*** RECORDS SHOWN ***
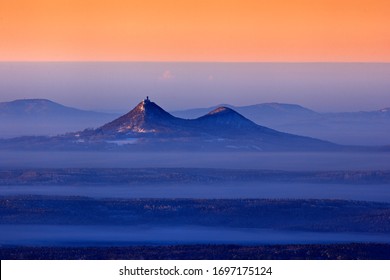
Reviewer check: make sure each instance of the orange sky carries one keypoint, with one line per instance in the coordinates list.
(195, 30)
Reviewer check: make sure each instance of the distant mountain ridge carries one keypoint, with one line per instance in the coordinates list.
(356, 128)
(45, 117)
(149, 127)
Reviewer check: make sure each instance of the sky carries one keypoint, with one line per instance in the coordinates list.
(195, 30)
(120, 86)
(197, 53)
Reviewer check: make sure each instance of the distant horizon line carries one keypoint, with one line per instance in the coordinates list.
(195, 62)
(101, 110)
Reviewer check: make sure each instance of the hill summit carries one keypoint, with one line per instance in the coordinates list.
(148, 126)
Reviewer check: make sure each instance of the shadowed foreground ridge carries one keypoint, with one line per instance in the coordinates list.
(352, 251)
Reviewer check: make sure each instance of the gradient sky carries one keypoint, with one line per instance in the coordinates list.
(195, 30)
(119, 86)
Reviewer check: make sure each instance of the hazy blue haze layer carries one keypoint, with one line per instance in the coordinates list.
(114, 87)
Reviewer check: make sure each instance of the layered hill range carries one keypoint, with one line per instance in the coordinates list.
(149, 127)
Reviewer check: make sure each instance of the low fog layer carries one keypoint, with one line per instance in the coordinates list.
(271, 161)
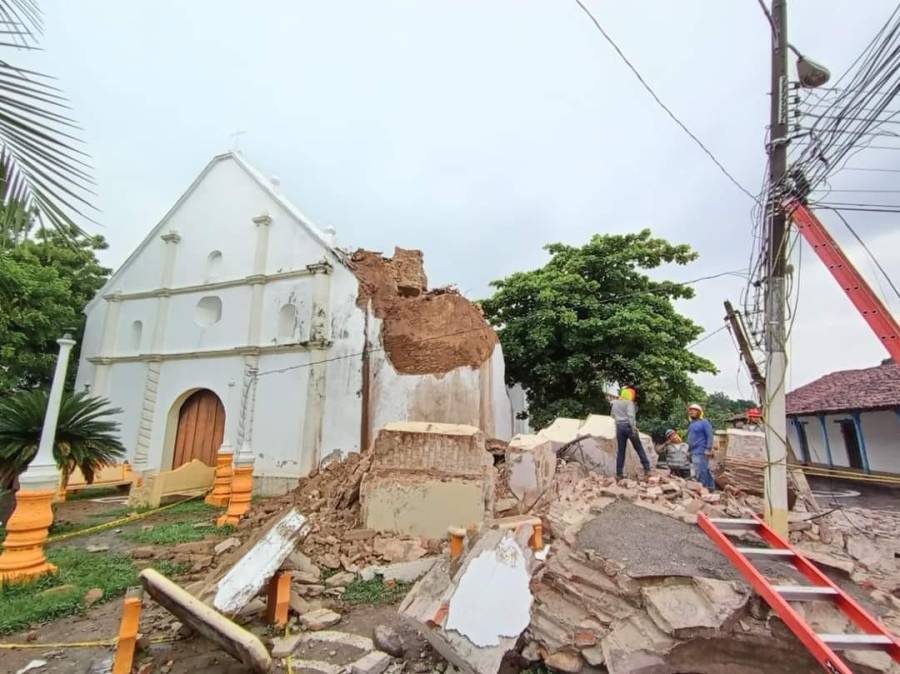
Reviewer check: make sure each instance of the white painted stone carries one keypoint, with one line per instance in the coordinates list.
(492, 599)
(254, 569)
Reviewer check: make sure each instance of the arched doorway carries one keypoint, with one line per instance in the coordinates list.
(201, 425)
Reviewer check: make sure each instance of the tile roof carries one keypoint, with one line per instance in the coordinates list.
(872, 388)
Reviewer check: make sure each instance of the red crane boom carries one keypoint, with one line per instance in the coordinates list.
(864, 299)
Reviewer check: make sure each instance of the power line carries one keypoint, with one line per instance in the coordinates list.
(703, 339)
(663, 105)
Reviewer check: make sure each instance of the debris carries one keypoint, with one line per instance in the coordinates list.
(284, 646)
(405, 572)
(253, 570)
(388, 639)
(426, 477)
(236, 641)
(92, 596)
(226, 545)
(320, 619)
(371, 663)
(340, 579)
(474, 615)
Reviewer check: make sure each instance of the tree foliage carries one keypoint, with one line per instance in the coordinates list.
(591, 319)
(45, 282)
(86, 436)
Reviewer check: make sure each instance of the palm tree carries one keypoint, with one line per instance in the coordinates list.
(41, 168)
(86, 438)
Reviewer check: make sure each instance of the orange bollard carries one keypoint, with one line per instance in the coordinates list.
(457, 541)
(221, 490)
(128, 631)
(241, 493)
(278, 599)
(23, 557)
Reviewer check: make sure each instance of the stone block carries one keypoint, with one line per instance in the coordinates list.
(439, 449)
(561, 431)
(405, 572)
(252, 571)
(237, 642)
(475, 615)
(371, 663)
(424, 506)
(530, 467)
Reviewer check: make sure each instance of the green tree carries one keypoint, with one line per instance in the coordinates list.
(87, 437)
(45, 282)
(590, 319)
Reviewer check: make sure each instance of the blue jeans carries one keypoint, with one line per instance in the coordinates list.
(700, 463)
(624, 433)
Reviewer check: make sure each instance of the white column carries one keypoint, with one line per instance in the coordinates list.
(41, 473)
(100, 386)
(154, 366)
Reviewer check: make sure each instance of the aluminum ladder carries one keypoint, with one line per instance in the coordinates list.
(873, 635)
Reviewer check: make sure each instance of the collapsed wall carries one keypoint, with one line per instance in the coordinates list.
(432, 355)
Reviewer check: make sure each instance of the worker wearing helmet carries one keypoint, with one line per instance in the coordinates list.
(625, 415)
(700, 442)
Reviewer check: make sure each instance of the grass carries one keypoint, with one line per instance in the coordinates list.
(172, 533)
(23, 605)
(375, 591)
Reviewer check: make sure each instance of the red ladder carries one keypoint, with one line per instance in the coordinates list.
(822, 646)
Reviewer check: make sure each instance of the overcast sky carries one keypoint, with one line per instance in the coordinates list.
(476, 130)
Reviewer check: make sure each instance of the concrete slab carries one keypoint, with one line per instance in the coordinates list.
(423, 506)
(530, 467)
(252, 571)
(234, 640)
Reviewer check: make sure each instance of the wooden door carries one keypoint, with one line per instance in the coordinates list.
(201, 425)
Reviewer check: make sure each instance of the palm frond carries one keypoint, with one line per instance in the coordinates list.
(42, 168)
(86, 437)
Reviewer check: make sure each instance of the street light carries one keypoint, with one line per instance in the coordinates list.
(810, 73)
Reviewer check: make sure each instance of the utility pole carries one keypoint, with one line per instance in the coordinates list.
(740, 334)
(776, 501)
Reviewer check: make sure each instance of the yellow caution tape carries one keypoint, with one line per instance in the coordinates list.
(82, 644)
(124, 520)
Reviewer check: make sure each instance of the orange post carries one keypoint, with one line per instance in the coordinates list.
(128, 631)
(457, 541)
(221, 490)
(241, 493)
(23, 557)
(278, 599)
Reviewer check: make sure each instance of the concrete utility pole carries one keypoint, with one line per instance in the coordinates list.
(776, 360)
(740, 334)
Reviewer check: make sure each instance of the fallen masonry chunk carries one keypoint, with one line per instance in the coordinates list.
(340, 579)
(259, 564)
(476, 615)
(321, 619)
(371, 663)
(284, 646)
(226, 545)
(387, 639)
(336, 638)
(234, 640)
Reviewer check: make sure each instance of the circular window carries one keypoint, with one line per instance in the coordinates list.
(208, 311)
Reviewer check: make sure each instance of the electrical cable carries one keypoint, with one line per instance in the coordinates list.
(659, 102)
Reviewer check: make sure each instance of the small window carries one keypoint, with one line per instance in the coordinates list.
(287, 321)
(208, 311)
(137, 331)
(214, 264)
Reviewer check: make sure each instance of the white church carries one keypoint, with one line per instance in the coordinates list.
(237, 319)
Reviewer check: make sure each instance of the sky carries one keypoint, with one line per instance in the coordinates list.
(477, 131)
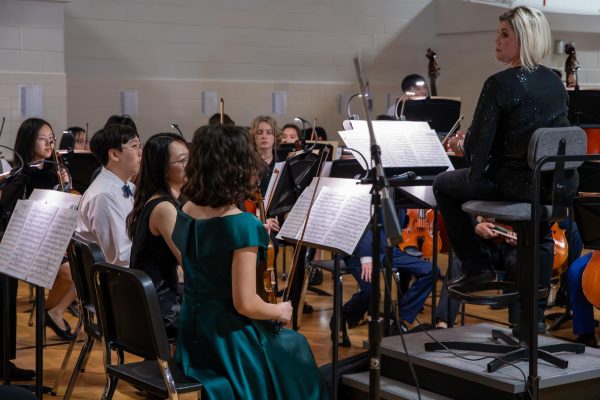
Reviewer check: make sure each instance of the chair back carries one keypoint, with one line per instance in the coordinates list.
(545, 142)
(561, 189)
(82, 255)
(129, 312)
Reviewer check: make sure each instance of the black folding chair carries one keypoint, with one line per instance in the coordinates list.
(131, 322)
(82, 255)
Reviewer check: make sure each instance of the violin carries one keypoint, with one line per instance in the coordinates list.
(419, 232)
(590, 281)
(265, 271)
(433, 71)
(571, 66)
(561, 246)
(561, 250)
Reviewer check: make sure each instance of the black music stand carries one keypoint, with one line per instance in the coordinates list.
(440, 114)
(295, 176)
(584, 106)
(81, 166)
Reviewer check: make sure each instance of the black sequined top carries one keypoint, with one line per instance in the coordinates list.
(512, 105)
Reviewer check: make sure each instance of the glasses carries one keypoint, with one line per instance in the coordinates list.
(183, 161)
(47, 140)
(135, 147)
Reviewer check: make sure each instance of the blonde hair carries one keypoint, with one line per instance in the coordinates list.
(269, 120)
(533, 34)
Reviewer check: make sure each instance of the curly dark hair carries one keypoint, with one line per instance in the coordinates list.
(223, 167)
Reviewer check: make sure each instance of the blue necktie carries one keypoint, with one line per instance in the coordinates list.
(127, 191)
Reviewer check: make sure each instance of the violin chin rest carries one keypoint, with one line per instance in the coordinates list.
(413, 251)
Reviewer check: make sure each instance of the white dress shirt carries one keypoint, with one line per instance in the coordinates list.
(103, 212)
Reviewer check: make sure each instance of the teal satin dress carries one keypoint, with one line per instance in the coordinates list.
(234, 357)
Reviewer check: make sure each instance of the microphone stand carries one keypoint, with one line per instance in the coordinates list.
(382, 206)
(176, 127)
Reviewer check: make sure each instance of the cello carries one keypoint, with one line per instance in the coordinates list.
(419, 233)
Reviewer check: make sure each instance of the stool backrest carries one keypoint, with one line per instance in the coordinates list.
(545, 142)
(561, 189)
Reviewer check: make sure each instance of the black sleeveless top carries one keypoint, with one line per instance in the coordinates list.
(151, 254)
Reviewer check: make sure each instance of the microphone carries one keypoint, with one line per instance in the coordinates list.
(304, 123)
(176, 126)
(351, 115)
(402, 99)
(406, 176)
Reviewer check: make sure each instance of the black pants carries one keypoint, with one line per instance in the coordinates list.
(452, 189)
(8, 334)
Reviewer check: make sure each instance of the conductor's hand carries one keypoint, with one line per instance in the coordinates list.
(484, 230)
(365, 272)
(285, 311)
(456, 144)
(272, 225)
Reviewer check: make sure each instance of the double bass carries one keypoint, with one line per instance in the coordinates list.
(433, 71)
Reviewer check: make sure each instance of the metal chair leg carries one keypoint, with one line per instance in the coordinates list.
(67, 358)
(83, 356)
(109, 389)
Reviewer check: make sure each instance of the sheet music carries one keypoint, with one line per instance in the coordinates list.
(36, 238)
(277, 168)
(339, 215)
(53, 248)
(11, 263)
(402, 143)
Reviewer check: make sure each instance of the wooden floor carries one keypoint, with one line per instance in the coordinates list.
(314, 326)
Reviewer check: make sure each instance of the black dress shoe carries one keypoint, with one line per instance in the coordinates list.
(19, 374)
(307, 309)
(64, 334)
(588, 339)
(485, 275)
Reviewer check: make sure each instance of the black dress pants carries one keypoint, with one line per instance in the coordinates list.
(452, 189)
(8, 334)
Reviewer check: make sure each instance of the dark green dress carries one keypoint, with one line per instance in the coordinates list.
(234, 357)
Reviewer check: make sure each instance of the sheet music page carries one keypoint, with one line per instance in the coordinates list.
(56, 198)
(50, 254)
(12, 262)
(403, 143)
(35, 241)
(338, 217)
(295, 219)
(272, 183)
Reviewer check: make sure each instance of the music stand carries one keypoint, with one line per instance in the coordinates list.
(284, 149)
(295, 176)
(441, 114)
(81, 165)
(584, 106)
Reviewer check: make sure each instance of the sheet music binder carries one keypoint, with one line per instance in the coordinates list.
(405, 146)
(439, 113)
(37, 236)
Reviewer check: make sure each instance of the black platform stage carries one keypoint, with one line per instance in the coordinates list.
(442, 375)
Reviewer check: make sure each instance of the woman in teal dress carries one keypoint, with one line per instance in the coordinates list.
(228, 339)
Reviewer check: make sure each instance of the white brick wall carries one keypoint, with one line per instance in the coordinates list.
(31, 53)
(172, 50)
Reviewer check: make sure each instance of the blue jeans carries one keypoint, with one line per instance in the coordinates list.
(410, 302)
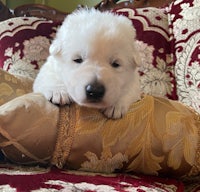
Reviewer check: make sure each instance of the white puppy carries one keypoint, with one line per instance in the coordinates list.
(93, 62)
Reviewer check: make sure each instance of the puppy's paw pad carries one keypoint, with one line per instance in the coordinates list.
(60, 97)
(115, 112)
*** End of RECORDS SHOWN ***
ACTIVITY:
With the line containing "Reviewer check: make sure each instance of the woman" as the first line and the last line of the listing as the final one, reproduce that span exactly, without pictures.

EXERCISE ANSWER:
Reviewer check: make sure each instance of the woman in teal dress carries one keypoint, with one line per instance in the coordinates list.
(228, 339)
Reviewer check: make sure each instance of the white brick wall carries one keypoint, with one line per instance in the coordinates list.
(31, 53)
(172, 50)
Reviewer check: make sure each instance of the blue jeans carries one keypoint, with one line per instance in the coordinates list.
(410, 302)
Reviewer check: make sure each instance of the white puppy carries one keypoint, with one line per instance in the coordinates list.
(93, 62)
Reviewer check: make sure each instance of the puppy's paw pad carries one keypoint, with one line per instance in the coordinates list.
(60, 97)
(115, 112)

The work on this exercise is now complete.